### Exercise inputs
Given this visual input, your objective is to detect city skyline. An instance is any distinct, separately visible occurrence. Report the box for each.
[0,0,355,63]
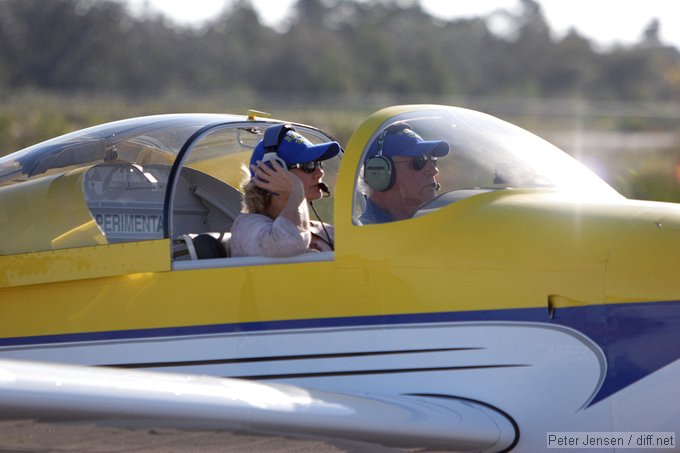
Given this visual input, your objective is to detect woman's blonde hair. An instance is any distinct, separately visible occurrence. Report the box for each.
[241,167,272,214]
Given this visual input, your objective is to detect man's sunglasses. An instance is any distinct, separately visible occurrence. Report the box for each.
[397,154,437,171]
[288,160,323,173]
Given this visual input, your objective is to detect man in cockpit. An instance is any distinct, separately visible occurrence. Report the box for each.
[359,123,449,224]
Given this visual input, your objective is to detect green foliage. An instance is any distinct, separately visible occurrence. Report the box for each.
[0,0,680,201]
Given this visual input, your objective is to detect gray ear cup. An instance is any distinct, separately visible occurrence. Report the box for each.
[364,155,394,192]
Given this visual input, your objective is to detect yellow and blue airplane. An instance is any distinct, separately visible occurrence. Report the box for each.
[0,105,680,451]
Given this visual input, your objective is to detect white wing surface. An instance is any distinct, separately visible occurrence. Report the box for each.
[0,360,518,451]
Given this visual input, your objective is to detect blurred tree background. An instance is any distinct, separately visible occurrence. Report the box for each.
[0,0,680,202]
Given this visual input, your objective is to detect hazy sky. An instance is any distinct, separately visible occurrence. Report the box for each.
[127,0,680,48]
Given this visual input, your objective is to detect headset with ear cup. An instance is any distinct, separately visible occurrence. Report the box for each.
[262,124,295,168]
[364,123,410,192]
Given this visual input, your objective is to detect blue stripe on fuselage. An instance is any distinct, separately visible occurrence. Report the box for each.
[0,301,680,405]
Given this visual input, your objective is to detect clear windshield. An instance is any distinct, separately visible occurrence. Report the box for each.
[354,108,618,224]
[0,115,238,185]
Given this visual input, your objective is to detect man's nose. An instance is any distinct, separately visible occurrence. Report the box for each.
[425,159,439,175]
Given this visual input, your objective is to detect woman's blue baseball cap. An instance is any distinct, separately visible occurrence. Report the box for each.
[250,129,341,171]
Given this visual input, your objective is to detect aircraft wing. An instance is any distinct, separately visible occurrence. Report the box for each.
[0,360,518,451]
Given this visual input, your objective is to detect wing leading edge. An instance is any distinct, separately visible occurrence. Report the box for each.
[0,360,518,451]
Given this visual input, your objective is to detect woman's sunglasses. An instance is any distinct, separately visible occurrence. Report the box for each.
[288,160,323,173]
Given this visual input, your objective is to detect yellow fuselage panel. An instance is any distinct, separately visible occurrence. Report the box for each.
[0,187,680,337]
[0,168,106,255]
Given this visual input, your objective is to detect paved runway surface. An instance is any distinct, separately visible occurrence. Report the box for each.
[0,420,422,453]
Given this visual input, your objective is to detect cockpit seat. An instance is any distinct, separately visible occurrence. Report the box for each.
[173,232,231,260]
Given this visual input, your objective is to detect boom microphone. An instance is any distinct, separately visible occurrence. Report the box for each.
[319,182,331,198]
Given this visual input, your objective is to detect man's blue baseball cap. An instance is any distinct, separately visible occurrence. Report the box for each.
[250,130,340,171]
[366,123,449,159]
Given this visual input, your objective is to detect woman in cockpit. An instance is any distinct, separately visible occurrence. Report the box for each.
[231,125,340,257]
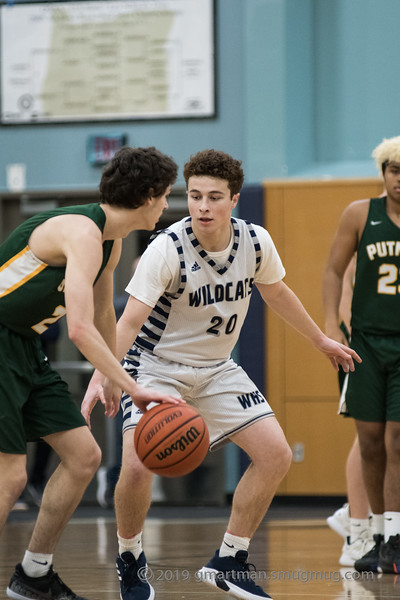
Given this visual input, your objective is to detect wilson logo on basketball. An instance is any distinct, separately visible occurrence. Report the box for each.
[144,410,182,444]
[156,427,201,461]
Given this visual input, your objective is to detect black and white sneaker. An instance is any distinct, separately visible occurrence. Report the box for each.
[379,534,400,574]
[354,534,383,573]
[7,564,85,600]
[196,550,271,600]
[117,552,154,600]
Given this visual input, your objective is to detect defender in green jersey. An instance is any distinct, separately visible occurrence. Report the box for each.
[0,147,179,600]
[324,136,400,573]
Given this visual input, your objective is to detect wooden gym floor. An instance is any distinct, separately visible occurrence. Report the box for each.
[0,503,400,600]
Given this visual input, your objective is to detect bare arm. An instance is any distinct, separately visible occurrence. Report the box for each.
[30,215,178,409]
[81,296,156,424]
[322,200,369,341]
[257,281,361,371]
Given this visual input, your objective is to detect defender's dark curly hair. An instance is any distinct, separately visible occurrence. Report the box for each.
[99,146,178,208]
[183,150,244,195]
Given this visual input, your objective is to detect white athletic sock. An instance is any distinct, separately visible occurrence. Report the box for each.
[219,531,250,557]
[370,513,385,535]
[383,510,400,542]
[21,550,53,577]
[350,517,369,543]
[117,531,143,560]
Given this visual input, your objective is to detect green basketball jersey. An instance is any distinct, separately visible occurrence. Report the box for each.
[351,197,400,335]
[0,204,113,338]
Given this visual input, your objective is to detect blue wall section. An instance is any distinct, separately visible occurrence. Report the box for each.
[0,0,400,192]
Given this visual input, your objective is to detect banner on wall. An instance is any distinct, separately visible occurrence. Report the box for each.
[0,0,215,124]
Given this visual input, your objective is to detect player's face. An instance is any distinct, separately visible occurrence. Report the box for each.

### Problem details
Could you rewrite the material from its first line up to and including the line with "[241,167,272,214]", keeping every line except the pictures, with each bounding-box coordinate multiplied by 0.85 and rounded to a whole number (halves round up)?

### Written response
Given this visual input, your objective is to detect city skyline. An instance is any distinct, separately visible occurrence. Report the box for each.
[0,0,302,54]
Given this visual input, your objective is to detect woman's blonde hair. An instance is any distinct, separately visible occurrence. Report the box for each.
[205,142,231,182]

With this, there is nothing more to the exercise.